Given problem » Reproduce the lines starting with the one containing "Could you point at the tortoise in" and ending with the one containing "(1037, 247)", with "rubble pile" changed to "heap of rubble" and nothing else altered.

--- start of Entries supplied ---

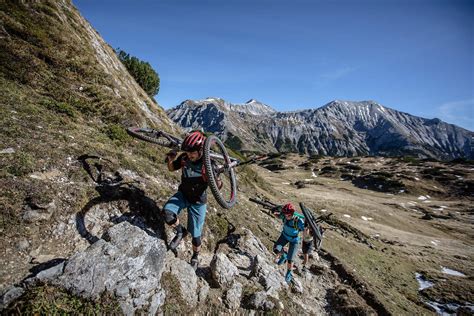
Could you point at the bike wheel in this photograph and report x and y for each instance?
(152, 136)
(220, 177)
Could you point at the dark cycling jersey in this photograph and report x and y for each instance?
(193, 183)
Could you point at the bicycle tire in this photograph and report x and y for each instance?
(147, 134)
(225, 200)
(317, 235)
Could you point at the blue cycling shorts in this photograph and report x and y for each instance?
(196, 212)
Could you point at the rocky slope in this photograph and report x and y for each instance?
(340, 128)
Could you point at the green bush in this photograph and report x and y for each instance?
(59, 107)
(142, 71)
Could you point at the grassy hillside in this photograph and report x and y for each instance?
(63, 94)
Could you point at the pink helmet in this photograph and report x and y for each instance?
(193, 141)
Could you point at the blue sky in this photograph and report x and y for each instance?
(416, 56)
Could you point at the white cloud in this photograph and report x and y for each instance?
(458, 112)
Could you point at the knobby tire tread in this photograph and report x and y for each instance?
(135, 132)
(210, 173)
(318, 238)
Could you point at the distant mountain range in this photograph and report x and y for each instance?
(339, 128)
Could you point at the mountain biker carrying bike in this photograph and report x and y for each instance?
(293, 224)
(191, 193)
(307, 246)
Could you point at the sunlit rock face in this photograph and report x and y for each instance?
(339, 128)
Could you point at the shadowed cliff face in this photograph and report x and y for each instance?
(339, 128)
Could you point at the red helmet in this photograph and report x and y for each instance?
(288, 209)
(193, 141)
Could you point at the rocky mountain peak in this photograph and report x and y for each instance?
(340, 128)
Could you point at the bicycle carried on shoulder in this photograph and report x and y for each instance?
(219, 166)
(313, 222)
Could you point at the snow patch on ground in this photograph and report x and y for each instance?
(452, 272)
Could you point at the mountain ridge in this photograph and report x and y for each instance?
(340, 128)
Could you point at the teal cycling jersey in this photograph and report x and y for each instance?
(292, 227)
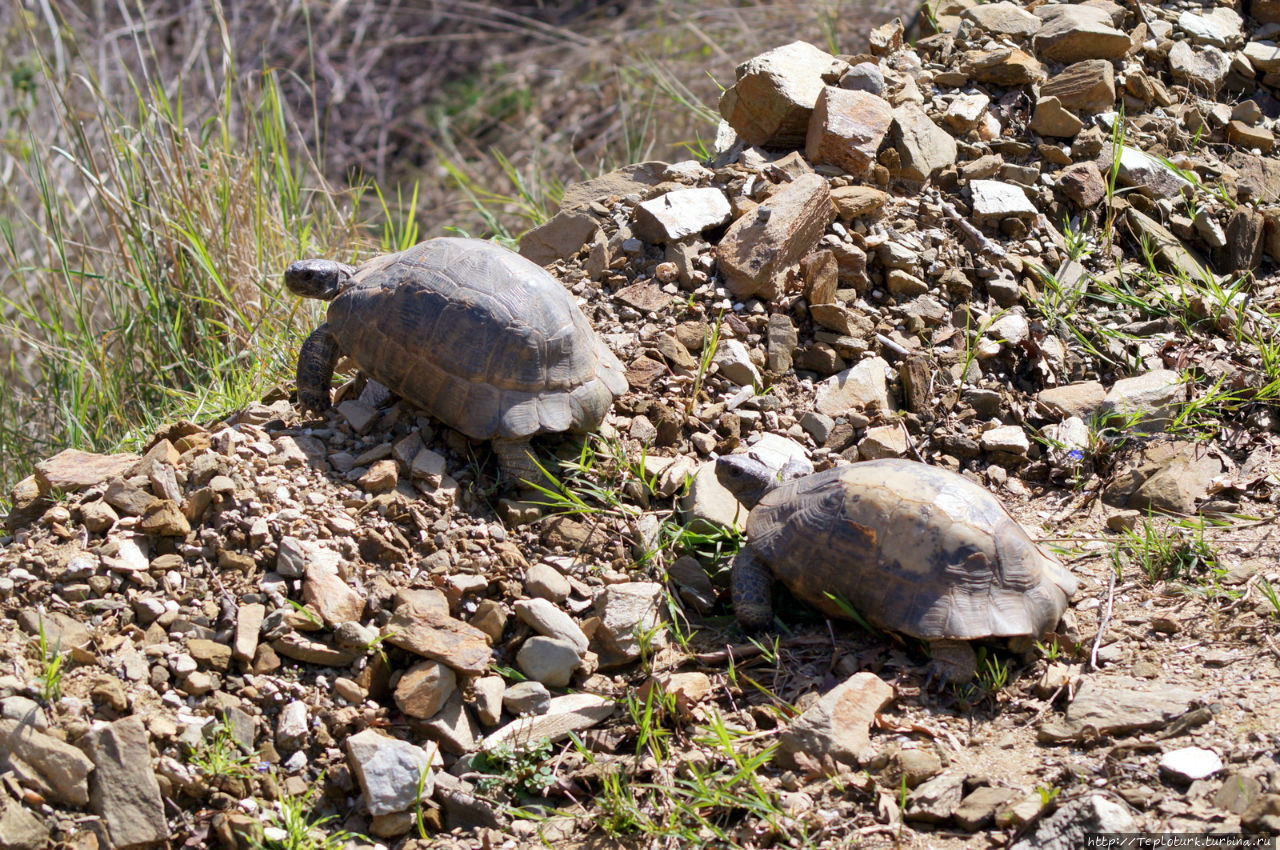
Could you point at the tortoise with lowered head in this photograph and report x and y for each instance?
(476, 336)
(913, 548)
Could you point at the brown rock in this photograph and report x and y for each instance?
(1006, 67)
(560, 238)
(760, 246)
(423, 625)
(1083, 184)
(1074, 32)
(846, 129)
(853, 201)
(72, 470)
(775, 94)
(1088, 86)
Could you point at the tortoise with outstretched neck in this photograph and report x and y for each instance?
(913, 548)
(476, 336)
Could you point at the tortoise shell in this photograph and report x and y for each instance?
(479, 337)
(913, 548)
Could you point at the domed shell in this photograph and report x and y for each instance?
(913, 548)
(480, 338)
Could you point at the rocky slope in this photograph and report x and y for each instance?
(1038, 248)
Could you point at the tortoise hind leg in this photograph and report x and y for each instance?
(516, 460)
(750, 584)
(316, 360)
(950, 661)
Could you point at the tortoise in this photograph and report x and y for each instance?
(913, 548)
(476, 336)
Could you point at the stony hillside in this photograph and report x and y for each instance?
(1037, 248)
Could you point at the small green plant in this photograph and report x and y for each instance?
(50, 662)
(1270, 594)
(292, 827)
(219, 755)
(1173, 552)
(508, 769)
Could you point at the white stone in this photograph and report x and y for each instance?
(993, 200)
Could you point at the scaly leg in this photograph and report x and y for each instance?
(316, 360)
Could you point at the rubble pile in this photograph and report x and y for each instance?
(1037, 247)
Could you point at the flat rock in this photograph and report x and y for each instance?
(53, 767)
(560, 237)
(124, 789)
(775, 94)
(680, 214)
(1070, 826)
(1189, 763)
(923, 147)
(839, 725)
(424, 626)
(993, 200)
(1150, 397)
(630, 613)
(565, 716)
(424, 688)
(1118, 705)
(858, 388)
(549, 661)
(72, 470)
(391, 771)
(767, 241)
(1074, 32)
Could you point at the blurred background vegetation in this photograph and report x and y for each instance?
(163, 161)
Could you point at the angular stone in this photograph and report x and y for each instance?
(630, 613)
(1118, 705)
(1088, 86)
(993, 201)
(760, 246)
(424, 688)
(565, 716)
(124, 789)
(1201, 68)
(1148, 396)
(630, 179)
(846, 129)
(923, 147)
(53, 767)
(1074, 32)
(547, 620)
(391, 771)
(421, 625)
(1170, 251)
(72, 470)
(839, 725)
(1051, 119)
(329, 594)
(1006, 67)
(1079, 400)
(1004, 18)
(853, 201)
(1083, 184)
(549, 661)
(1075, 821)
(1189, 763)
(680, 214)
(775, 94)
(862, 388)
(560, 237)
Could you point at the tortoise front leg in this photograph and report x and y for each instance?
(316, 360)
(516, 460)
(950, 661)
(750, 584)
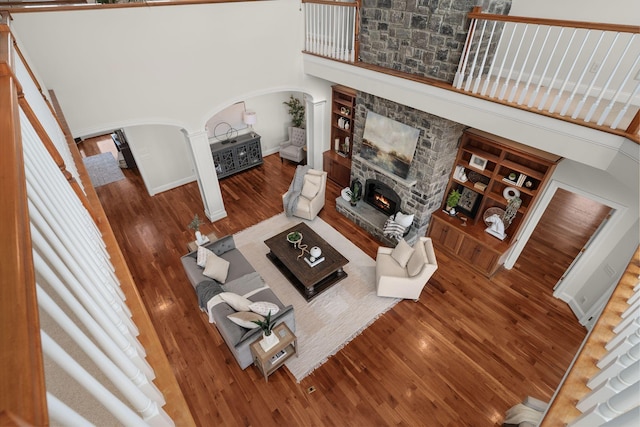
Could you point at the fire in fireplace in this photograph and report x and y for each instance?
(381, 196)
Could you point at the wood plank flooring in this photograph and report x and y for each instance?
(466, 352)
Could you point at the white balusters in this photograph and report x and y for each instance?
(526, 68)
(82, 299)
(331, 30)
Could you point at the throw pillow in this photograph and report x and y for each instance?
(264, 307)
(402, 252)
(203, 254)
(393, 229)
(404, 220)
(237, 302)
(309, 189)
(246, 319)
(217, 268)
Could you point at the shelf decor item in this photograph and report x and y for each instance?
(478, 162)
(452, 201)
(269, 339)
(195, 224)
(295, 237)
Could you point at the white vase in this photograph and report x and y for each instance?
(268, 341)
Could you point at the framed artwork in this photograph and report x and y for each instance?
(389, 144)
(477, 162)
(469, 202)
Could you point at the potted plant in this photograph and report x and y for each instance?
(195, 224)
(353, 198)
(296, 111)
(295, 237)
(269, 339)
(452, 201)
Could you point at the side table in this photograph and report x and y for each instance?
(192, 245)
(269, 362)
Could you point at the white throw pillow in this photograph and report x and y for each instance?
(217, 268)
(264, 307)
(203, 254)
(246, 319)
(309, 189)
(404, 219)
(237, 302)
(402, 252)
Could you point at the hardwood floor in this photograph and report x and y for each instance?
(461, 356)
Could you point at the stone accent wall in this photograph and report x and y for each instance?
(421, 37)
(432, 163)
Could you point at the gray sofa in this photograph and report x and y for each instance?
(242, 279)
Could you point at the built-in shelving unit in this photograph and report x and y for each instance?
(488, 171)
(337, 160)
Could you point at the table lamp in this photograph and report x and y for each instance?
(250, 118)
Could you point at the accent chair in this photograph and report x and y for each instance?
(403, 271)
(294, 148)
(312, 196)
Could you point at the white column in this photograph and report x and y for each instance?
(317, 141)
(206, 176)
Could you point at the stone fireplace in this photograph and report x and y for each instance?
(382, 197)
(422, 191)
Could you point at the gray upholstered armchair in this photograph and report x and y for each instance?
(402, 272)
(293, 148)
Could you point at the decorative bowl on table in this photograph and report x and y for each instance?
(295, 237)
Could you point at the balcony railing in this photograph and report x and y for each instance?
(585, 73)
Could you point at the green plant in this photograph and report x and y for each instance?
(294, 236)
(195, 223)
(454, 197)
(296, 111)
(266, 325)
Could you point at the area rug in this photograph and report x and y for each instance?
(102, 169)
(332, 319)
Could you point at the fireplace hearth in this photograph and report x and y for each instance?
(382, 197)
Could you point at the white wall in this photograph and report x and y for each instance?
(174, 65)
(162, 156)
(625, 12)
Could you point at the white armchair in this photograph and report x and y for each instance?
(312, 196)
(293, 148)
(402, 272)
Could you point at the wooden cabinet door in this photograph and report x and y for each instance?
(445, 235)
(478, 255)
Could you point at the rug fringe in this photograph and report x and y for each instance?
(345, 343)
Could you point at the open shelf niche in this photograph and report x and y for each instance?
(488, 171)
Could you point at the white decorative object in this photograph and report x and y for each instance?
(315, 253)
(250, 118)
(478, 162)
(510, 192)
(459, 174)
(496, 228)
(268, 341)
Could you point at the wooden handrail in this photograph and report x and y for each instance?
(22, 386)
(477, 14)
(563, 408)
(176, 406)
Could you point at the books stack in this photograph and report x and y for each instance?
(519, 182)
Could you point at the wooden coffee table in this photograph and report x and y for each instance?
(309, 281)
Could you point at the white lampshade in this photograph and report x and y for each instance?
(250, 117)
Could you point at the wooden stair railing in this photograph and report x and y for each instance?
(563, 408)
(321, 39)
(22, 385)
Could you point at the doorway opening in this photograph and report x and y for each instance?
(565, 228)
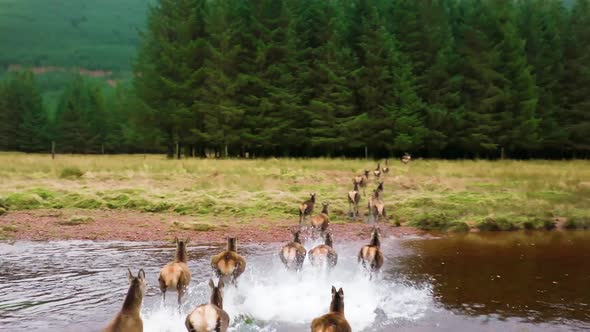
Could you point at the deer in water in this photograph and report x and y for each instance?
(306, 208)
(176, 275)
(209, 317)
(354, 198)
(376, 206)
(371, 255)
(385, 169)
(406, 158)
(228, 264)
(324, 253)
(377, 171)
(293, 253)
(362, 180)
(322, 221)
(334, 321)
(128, 319)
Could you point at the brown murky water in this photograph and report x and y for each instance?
(537, 281)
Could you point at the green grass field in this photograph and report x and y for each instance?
(429, 194)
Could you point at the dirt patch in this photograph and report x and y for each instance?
(43, 225)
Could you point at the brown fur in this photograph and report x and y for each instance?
(306, 208)
(377, 171)
(334, 321)
(371, 255)
(362, 181)
(322, 221)
(176, 275)
(228, 264)
(353, 201)
(209, 317)
(128, 318)
(293, 254)
(324, 252)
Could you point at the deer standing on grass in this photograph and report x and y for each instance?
(209, 317)
(406, 158)
(377, 171)
(371, 255)
(354, 198)
(334, 321)
(293, 253)
(228, 264)
(385, 169)
(321, 222)
(362, 180)
(128, 319)
(176, 275)
(324, 253)
(306, 208)
(376, 206)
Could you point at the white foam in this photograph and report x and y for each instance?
(271, 297)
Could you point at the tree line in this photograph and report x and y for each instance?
(451, 79)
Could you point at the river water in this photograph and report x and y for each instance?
(519, 281)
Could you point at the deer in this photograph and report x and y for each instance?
(354, 198)
(176, 275)
(385, 169)
(324, 253)
(228, 265)
(334, 321)
(293, 254)
(376, 206)
(306, 208)
(209, 317)
(322, 221)
(406, 158)
(362, 180)
(377, 171)
(371, 256)
(128, 318)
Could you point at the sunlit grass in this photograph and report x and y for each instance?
(427, 193)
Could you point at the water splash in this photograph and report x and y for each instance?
(269, 298)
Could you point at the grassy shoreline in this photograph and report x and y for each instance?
(428, 194)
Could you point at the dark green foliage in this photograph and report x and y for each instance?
(459, 78)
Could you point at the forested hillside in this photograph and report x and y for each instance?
(453, 79)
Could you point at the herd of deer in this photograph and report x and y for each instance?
(228, 265)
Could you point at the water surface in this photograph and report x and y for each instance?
(478, 282)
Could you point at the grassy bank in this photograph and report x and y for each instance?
(429, 194)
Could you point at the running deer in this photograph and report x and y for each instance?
(370, 255)
(385, 169)
(306, 208)
(362, 180)
(377, 171)
(128, 318)
(324, 254)
(228, 264)
(209, 317)
(293, 253)
(176, 275)
(406, 158)
(321, 222)
(376, 207)
(334, 321)
(354, 198)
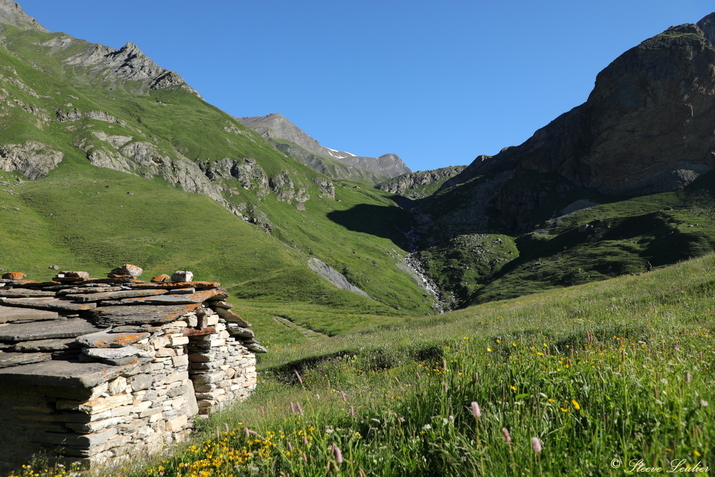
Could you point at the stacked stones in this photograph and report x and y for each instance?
(93, 369)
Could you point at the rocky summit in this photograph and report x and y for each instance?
(278, 129)
(645, 128)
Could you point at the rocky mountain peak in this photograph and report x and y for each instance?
(11, 13)
(277, 127)
(128, 63)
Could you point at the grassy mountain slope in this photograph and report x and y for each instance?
(608, 377)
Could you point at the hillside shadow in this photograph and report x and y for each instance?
(387, 222)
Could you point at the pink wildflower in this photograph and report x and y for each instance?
(536, 444)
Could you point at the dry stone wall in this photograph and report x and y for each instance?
(93, 370)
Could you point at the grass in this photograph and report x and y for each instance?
(610, 378)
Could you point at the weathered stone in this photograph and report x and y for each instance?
(8, 360)
(236, 330)
(182, 276)
(95, 406)
(110, 339)
(139, 314)
(48, 303)
(127, 270)
(39, 330)
(9, 314)
(141, 381)
(65, 276)
(232, 317)
(24, 293)
(114, 353)
(70, 380)
(170, 299)
(47, 345)
(116, 295)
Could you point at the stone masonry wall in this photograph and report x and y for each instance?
(100, 393)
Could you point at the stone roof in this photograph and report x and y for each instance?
(78, 319)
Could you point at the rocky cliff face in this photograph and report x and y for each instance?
(280, 130)
(645, 128)
(416, 185)
(118, 67)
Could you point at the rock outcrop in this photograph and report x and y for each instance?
(414, 185)
(333, 276)
(32, 159)
(128, 64)
(645, 128)
(276, 128)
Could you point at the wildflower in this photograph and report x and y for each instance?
(536, 444)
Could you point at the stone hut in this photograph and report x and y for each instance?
(94, 369)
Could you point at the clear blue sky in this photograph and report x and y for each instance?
(437, 82)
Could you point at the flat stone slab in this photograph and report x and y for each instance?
(8, 314)
(171, 299)
(174, 285)
(47, 304)
(113, 295)
(24, 293)
(232, 317)
(38, 330)
(111, 339)
(47, 345)
(107, 316)
(11, 359)
(115, 353)
(96, 288)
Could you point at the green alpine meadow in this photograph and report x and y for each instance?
(549, 310)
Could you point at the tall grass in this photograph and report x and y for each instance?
(613, 378)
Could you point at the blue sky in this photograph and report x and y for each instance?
(437, 82)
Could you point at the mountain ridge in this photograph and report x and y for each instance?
(279, 129)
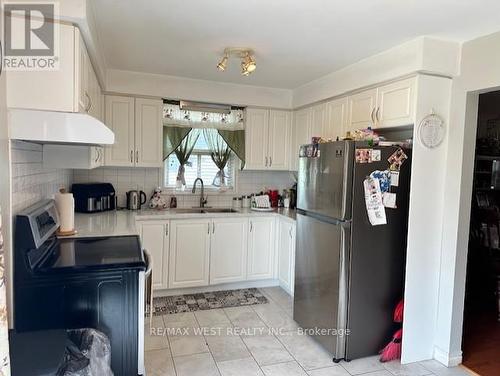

--- end of Entries supplied ---

Exercise solution »
Could you point at the tortoise in this photograph and report x and y for each instance?
(913, 548)
(476, 336)
Could you point at the stony hillside in this photograph and report x and y for each instance?
(1037, 248)
Could you point at the small green plant in this photograph and report x and y for each instance?
(50, 662)
(1270, 594)
(292, 827)
(219, 755)
(1173, 552)
(508, 769)
Could you point at the white stone in this photograph and report x and y for each instance?
(993, 200)
Could you point at the scaly leg in this photograph and report x and y for each instance?
(316, 360)
Could you point at the heap of rubble in this photograph and report x and y for each instance?
(1037, 247)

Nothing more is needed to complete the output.